== GIVEN RECORDS ==

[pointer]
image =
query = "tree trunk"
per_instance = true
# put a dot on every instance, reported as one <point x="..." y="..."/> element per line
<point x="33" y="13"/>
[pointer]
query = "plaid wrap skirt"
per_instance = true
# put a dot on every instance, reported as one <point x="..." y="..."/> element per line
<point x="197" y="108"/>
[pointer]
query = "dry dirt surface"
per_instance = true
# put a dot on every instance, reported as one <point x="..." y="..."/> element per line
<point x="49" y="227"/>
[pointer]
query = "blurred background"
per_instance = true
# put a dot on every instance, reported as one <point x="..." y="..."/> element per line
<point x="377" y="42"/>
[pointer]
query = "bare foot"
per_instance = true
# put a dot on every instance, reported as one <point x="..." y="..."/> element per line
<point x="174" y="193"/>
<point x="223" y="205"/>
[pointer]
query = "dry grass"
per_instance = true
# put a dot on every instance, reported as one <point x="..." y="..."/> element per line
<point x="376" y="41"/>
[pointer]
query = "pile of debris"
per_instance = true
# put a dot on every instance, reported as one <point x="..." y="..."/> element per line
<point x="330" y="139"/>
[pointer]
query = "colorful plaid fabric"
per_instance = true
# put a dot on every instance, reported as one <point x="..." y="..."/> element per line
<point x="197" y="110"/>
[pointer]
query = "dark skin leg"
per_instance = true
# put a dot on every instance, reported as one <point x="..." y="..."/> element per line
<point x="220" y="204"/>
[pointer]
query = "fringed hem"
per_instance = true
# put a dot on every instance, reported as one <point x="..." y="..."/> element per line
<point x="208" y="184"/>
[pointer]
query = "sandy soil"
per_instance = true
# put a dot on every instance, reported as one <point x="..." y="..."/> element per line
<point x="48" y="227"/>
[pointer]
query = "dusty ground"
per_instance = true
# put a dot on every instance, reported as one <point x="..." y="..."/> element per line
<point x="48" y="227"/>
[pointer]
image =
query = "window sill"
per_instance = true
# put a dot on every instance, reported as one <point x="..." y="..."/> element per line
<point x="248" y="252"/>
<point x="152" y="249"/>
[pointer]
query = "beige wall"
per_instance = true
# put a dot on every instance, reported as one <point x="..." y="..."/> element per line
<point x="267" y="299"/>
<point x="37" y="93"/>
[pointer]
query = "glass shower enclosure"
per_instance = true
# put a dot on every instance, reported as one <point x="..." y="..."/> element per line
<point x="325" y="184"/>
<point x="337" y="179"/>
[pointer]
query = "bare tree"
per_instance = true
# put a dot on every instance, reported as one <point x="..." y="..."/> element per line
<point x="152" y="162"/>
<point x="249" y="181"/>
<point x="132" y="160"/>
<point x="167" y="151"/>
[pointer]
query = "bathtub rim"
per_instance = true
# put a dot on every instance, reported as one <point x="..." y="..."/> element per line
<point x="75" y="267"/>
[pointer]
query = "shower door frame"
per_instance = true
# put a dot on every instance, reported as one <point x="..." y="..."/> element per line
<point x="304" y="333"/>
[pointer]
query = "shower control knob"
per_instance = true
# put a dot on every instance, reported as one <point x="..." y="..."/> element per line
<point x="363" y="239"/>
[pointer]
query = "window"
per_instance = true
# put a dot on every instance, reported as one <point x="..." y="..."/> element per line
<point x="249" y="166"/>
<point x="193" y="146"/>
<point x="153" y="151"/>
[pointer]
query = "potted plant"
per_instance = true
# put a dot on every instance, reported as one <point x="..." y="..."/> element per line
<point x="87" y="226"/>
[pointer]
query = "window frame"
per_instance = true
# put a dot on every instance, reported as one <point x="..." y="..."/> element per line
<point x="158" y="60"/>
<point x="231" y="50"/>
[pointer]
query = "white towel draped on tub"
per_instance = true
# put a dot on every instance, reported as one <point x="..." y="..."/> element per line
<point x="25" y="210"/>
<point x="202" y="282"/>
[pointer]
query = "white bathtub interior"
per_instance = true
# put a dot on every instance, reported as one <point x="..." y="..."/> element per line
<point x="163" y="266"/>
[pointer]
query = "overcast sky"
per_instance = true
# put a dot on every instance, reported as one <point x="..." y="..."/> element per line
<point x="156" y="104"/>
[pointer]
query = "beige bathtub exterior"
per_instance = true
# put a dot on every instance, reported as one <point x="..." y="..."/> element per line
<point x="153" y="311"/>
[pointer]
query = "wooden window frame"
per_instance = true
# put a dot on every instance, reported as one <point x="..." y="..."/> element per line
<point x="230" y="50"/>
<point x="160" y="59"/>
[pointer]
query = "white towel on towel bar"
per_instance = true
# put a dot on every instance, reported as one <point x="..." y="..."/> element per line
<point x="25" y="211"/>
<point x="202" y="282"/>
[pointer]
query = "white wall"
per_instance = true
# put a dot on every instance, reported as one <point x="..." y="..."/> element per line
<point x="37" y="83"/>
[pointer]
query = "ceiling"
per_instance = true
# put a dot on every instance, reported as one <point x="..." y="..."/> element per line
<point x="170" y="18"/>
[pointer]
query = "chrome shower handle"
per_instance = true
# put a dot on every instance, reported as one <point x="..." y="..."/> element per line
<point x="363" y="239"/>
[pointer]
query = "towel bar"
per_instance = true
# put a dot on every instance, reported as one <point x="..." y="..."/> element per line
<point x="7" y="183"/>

===

Could you work out how many lines in the records include "beige"? Answer with the number only.

2